[START Information shown]
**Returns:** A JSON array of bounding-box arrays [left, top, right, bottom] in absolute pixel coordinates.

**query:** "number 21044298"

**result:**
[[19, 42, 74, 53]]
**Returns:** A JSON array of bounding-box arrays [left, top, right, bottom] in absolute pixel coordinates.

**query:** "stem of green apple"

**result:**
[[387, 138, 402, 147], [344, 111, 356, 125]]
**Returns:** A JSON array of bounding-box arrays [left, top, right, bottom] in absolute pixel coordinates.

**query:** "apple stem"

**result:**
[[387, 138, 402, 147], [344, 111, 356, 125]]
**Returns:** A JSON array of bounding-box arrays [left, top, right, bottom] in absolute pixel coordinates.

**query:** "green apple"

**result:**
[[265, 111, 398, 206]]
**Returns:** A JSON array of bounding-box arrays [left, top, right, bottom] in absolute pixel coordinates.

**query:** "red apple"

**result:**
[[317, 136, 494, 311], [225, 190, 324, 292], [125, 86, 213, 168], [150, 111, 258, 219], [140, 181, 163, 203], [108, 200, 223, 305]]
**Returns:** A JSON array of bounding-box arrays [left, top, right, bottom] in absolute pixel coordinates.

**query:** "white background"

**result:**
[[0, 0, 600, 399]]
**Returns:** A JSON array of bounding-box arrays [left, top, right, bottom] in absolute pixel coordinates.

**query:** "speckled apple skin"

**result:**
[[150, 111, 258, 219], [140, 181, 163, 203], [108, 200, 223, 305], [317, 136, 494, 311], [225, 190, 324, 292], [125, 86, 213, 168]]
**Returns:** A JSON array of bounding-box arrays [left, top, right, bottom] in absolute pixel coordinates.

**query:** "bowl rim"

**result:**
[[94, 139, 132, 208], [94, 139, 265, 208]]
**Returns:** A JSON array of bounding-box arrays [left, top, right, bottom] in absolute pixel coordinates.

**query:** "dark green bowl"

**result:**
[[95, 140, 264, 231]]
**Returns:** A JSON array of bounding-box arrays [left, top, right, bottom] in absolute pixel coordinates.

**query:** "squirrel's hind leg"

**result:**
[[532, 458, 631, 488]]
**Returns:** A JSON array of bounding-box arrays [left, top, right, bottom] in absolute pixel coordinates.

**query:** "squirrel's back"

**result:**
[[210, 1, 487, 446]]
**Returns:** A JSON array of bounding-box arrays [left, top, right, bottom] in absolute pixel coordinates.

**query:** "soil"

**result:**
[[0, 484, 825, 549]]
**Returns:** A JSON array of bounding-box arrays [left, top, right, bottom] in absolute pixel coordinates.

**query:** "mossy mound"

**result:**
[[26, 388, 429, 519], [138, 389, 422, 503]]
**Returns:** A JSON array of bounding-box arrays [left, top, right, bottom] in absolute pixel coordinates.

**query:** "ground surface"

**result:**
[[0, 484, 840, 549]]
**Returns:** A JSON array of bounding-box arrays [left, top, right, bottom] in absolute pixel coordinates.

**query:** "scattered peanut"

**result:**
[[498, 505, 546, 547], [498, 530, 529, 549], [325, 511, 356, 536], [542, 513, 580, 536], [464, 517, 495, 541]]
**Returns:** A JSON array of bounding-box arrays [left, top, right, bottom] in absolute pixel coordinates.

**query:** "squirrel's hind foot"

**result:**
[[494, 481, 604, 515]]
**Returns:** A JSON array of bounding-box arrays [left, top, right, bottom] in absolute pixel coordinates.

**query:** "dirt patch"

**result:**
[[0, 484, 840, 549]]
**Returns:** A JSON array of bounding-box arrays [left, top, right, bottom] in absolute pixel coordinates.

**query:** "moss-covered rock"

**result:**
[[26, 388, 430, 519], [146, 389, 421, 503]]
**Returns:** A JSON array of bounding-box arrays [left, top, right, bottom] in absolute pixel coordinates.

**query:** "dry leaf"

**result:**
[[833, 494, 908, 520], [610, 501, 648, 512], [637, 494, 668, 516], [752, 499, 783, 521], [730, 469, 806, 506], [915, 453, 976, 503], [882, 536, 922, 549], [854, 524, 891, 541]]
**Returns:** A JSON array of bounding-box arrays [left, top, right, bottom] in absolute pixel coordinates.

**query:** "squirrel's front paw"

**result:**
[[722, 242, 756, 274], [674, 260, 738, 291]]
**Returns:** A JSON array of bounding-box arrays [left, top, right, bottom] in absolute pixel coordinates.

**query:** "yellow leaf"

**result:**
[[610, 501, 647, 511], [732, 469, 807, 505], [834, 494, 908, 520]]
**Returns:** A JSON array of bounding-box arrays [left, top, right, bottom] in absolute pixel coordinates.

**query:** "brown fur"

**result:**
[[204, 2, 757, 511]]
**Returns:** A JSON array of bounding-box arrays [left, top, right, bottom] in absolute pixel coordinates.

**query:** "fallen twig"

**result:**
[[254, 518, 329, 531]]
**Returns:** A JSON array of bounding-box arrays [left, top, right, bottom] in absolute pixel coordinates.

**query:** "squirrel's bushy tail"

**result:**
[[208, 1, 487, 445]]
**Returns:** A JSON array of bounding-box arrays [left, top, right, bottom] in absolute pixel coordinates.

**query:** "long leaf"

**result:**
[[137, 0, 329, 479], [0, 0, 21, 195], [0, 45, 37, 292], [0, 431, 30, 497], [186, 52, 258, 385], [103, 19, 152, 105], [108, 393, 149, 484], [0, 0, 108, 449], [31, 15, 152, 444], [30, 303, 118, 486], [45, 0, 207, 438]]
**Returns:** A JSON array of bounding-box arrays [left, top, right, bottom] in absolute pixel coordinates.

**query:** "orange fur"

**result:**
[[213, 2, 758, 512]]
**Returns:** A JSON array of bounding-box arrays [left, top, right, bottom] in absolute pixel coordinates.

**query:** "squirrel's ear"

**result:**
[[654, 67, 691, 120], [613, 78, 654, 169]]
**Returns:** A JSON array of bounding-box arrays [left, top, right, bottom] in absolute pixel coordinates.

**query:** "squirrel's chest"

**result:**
[END Information shown]
_Exercise objective_: Count the lines above that contain the string "leaf", treating uppercase and lowercase as different. Give only the number.

_Exercise result_: 3